## Trecho do texto

━━━━━━━━━━━━━━━━

Dos documentos antigos ressalta que a Missa nunca foi o lugar nem o tempo do Mandatum. Este estava separado dele, era geralmente seguido por uma reunião do clero. O rei ou imperador participava do Mandatum, não na Missa. O Ceremoniale Episcoporum situa o Mandatum num local conveniente, ou na sala capitular, ou na igreja, mas não no coro. O Missal não especifica nenhum lugar, não supõe o coro nem o altar. A partir do momento que a reconciliação dos penitentes se faz na nave, o bom senso não podia admitir leigos no coro. Os pastorais querem o Mandatum na Missa, não o toleram fora dela; eles mal percebem que se pode lavar os pés dos clérigos, verdadeiros ou considerados para tais.

Uma observação se impõe sobre a distribuição dos papéis. O Diácono e o Subdiácono estão encarregados de introduzir os doze homens escolhidos (não mais treze) no coro, e depois de os reconduzir ao seu lugar anterior. Este serviço é o de um auxiliar do clero ou de um sacristão; mas exprime bem a mentalidade pastoral impregnada de demagogia pouco vantajosa para o clero. Houve um tempo em que cada candidato a ter seus pés lavados era levado, com força de braços, por homens idôneos, diante do Papa sentado para lhes lavar os pés. Os pastorais, não ousando impelir a este ponto a “caridade fraterna”, contentam-se em empregar o Diácono e o Subdiácono a introduzir os candidatos e depois a reconduzi-los para fora. Alguns sentem falta do antigo uso mencionado, não só pelo esporte, mas também pela atividade social e pastoral do clero, que teria se beneficiado.

━━━━━━━━━━━━━━━━

## Objetivo 1
Copie ao pé da letra, do texto sobre o Mandatum, tudo desde "Uma observação se" até "teria se beneficiado.".
## Objetivo 2
Responda com base no texto sobre o Mandatum:
(a) O rei ou imperador participava do Mandatum ou da Missa?
(b) Em que lugares o Ceremoniale Episcoporum situa o Mandatum?
(c) Quantos homens escolhidos o Diácono e o Subdiácono introduzem no coro?

## Dados fornecidos
━━━━━━━━━━━━━━━━

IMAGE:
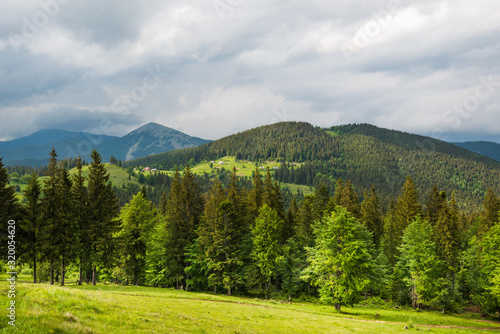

━━━━━━━━━━━━━━━━

## Resposta certa 1
Uma observação se impõe sobre a distribuição dos papéis. O Diácono e o Subdiácono estão encarregados de introduzir os doze homens escolhidos (não mais treze) no coro, e depois de os reconduzir ao seu lugar anterior. Este serviço é o de um auxiliar do clero ou de um sacristão; mas exprime bem a mentalidade pastoral impregnada de demagogia pouco vantajosa para o clero. Houve um tempo em que cada candidato a ter seus pés lavados era levado, com força de braços, por homens idôneos, diante do Papa sentado para lhes lavar os pés. Os pastorais, não ousando impelir a este ponto a “caridade fraterna”, contentam-se em empregar o Diácono e o Subdiácono a introduzir os candidatos e depois a reconduzi-los para fora. Alguns sentem falta do antigo uso mencionado, não só pelo esporte, mas também pela atividade social e pastoral do clero, que teria se beneficiado.

## Resposta certa 2
(a) Do Mandatum, não da Missa.
(b) Num local conveniente: na sala capitular ou na igreja, mas não no coro.
(c) Doze.